TEKS HASIL EKSTRAKSI:
Turun-naiknya muka air tanah di Kecamatan Grogol Petamburan menunjukkan perilaku tipikal naik turunnya muka air tanah seluruh tempat di Jakarta. Air turun karena digunakan oleh manusia, air naik karena diisi air hujan. Di sini berlaku hukum air/prinsip fisika dari Lavoisier Antoine Laurent, penerima Nobel bidang fisika, yaitu ”Rien ne se perd, rien ne se cree” yang artinya no water is destroyed, but none is generated either.
Tanah di sekitar Gedung Sarinah di Jalan Thamrin hampir setiap musim hujan sejak tahun 1960-an direndam air di musim hujan bulan Januari dan Februari. Anak-anak di sekitar kampung yang berdekatan ikut membantu mendorong mobil yang mogok karena terendam air hingga sekitar 1.00 meter dan seperti biasanya mendapat uang dari bantuan tersebut.
Secara geoteknik, Gedung Sarinah terletak di burried-valley (lembah terkubur) yang dihuni tanah lunak—amat lunaknya mencapai lebih dari 12 meter. Konstruksi jalan aspal yang lama ada sekitar 6 meter di bawah permukaan tanah. Ahli Geoforensik menyebutnya sebagai akibat konsolidasi sekunder atau rangkak (creep). Gedung Sarinah sendiri mengalami pendongkrakan hingga dua kali dan ini dilakukan oleh ”ahli” yang semula merencanakan.

CUPLIKAN MATERI:
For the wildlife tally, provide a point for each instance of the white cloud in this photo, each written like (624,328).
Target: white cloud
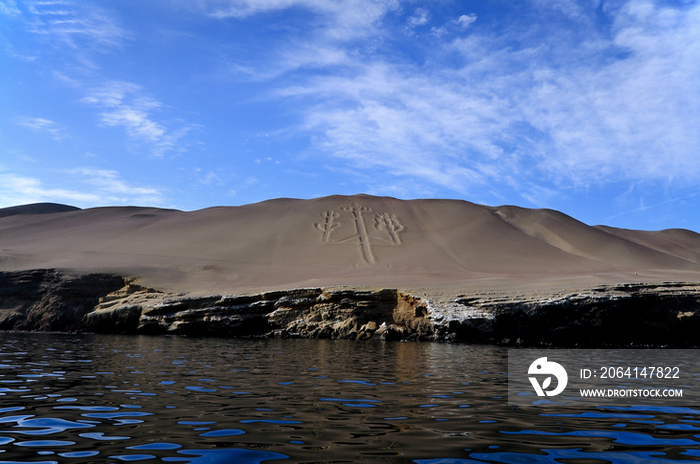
(420,17)
(465,20)
(42,125)
(111,188)
(338,19)
(20,190)
(76,24)
(524,104)
(126,106)
(9,7)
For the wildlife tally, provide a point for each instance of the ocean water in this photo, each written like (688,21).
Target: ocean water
(114,399)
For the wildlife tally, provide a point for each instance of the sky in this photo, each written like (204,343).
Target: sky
(590,107)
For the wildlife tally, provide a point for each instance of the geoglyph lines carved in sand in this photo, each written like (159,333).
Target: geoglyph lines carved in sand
(383,222)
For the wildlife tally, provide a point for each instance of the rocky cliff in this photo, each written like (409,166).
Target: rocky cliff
(663,314)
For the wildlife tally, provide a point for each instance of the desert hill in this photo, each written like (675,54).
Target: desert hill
(338,240)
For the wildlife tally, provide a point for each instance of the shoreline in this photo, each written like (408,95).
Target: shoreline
(628,314)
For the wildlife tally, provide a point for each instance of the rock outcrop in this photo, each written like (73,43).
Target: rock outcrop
(305,313)
(50,300)
(663,314)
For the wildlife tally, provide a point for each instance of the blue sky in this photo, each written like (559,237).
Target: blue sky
(589,107)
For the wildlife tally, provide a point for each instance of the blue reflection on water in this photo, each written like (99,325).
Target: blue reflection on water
(624,438)
(270,421)
(226,456)
(222,433)
(42,426)
(156,446)
(554,456)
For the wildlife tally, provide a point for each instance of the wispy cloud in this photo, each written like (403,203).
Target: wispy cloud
(43,125)
(75,24)
(91,187)
(112,188)
(9,7)
(19,190)
(126,105)
(568,103)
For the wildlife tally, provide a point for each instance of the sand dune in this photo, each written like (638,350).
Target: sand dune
(337,240)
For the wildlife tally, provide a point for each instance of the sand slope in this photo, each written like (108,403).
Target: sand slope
(337,240)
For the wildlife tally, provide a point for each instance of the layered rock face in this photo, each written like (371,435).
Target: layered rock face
(50,300)
(306,313)
(664,314)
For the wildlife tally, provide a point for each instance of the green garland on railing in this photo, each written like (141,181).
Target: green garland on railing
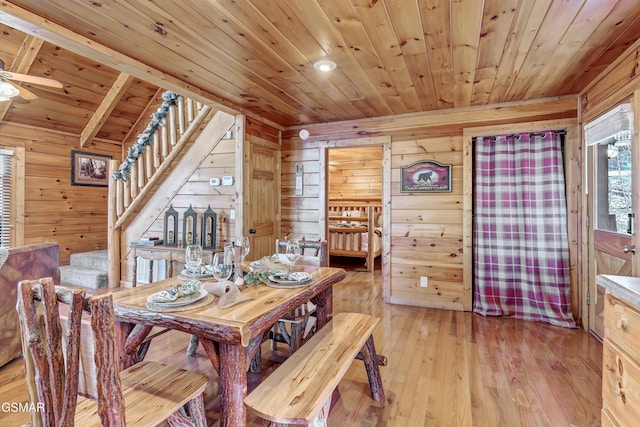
(145,138)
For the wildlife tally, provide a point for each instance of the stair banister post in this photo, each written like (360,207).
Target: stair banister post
(113,234)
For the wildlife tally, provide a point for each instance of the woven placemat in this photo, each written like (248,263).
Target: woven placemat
(289,286)
(209,299)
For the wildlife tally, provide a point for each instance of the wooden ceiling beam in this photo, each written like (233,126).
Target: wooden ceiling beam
(144,116)
(28,22)
(107,105)
(22,64)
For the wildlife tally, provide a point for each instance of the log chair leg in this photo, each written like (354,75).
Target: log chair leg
(297,335)
(142,350)
(233,383)
(373,372)
(193,345)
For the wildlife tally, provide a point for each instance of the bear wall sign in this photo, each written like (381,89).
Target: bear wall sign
(425,177)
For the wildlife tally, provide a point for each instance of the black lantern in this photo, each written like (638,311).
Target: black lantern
(171,227)
(189,227)
(208,234)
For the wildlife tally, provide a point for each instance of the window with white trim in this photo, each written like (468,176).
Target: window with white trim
(6,176)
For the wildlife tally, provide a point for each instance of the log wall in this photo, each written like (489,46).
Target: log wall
(355,173)
(426,230)
(55,211)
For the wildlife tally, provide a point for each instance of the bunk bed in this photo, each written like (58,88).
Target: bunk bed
(355,230)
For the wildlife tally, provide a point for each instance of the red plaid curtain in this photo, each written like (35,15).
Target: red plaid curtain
(521,247)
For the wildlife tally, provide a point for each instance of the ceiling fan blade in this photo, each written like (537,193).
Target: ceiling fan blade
(32,79)
(24,93)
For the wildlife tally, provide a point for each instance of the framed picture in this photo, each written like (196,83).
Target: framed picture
(89,169)
(425,177)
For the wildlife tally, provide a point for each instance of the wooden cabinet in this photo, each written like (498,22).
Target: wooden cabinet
(621,363)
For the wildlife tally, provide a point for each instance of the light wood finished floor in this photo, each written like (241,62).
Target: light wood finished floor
(445,369)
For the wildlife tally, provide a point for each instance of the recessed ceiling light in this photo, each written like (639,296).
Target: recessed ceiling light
(325,65)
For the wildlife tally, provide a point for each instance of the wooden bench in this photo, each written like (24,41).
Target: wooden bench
(300,390)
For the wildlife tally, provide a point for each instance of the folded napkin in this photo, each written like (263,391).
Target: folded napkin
(273,262)
(228,291)
(175,292)
(233,297)
(4,254)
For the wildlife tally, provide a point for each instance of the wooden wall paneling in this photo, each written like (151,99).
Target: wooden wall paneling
(614,85)
(386,220)
(19,195)
(355,173)
(410,257)
(52,207)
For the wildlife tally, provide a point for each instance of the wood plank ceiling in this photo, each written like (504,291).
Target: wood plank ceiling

TANTANGAN:
A: Ringkas paragraf dalam teks tentang muka air tanah Jakarta yang diawali "Tanah di sekitar Gedung Sarinah", dengan tetap mempertahankan fakta utamanya.
B: Tuliskan ulang tanpa perubahan bagian teks tentang muka air tanah Jakarta mulai dari "Tanah di sekitar" sampai "yang semula merencanakan.".
Materi tersebut merupakan bahan terpisah dari teks.

SOLUSI PER TUGAS:
A: Sejak tahun 1960-an, hampir setiap musim hujan pada Januari dan Februari, tanah di sekitar Gedung Sarinah di Jalan Thamrin terendam air hingga sekitar 1.00 meter. Anak-anak kampung di dekatnya membantu mendorong mobil yang mogok dan biasanya mendapat uang dari bantuan itu.

B:
Tanah di sekitar Gedung Sarinah di Jalan Thamrin hampir setiap musim hujan sejak tahun 1960-an direndam air di musim hujan bulan Januari dan Februari. Anak-anak di sekitar kampung yang berdekatan ikut membantu mendorong mobil yang mogok karena terendam air hingga sekitar 1.00 meter dan seperti biasanya mendapat uang dari bantuan tersebut.
Secara geoteknik, Gedung Sarinah terletak di burried-valley (lembah terkubur) yang dihuni tanah lunak—amat lunaknya mencapai lebih dari 12 meter. Konstruksi jalan aspal yang lama ada sekitar 6 meter di bawah permukaan tanah. Ahli Geoforensik menyebutnya sebagai akibat konsolidasi sekunder atau rangkak (creep). Gedung Sarinah sendiri mengalami pendongkrakan hingga dua kali dan ini dilakukan oleh ”ahli” yang semula merencanakan.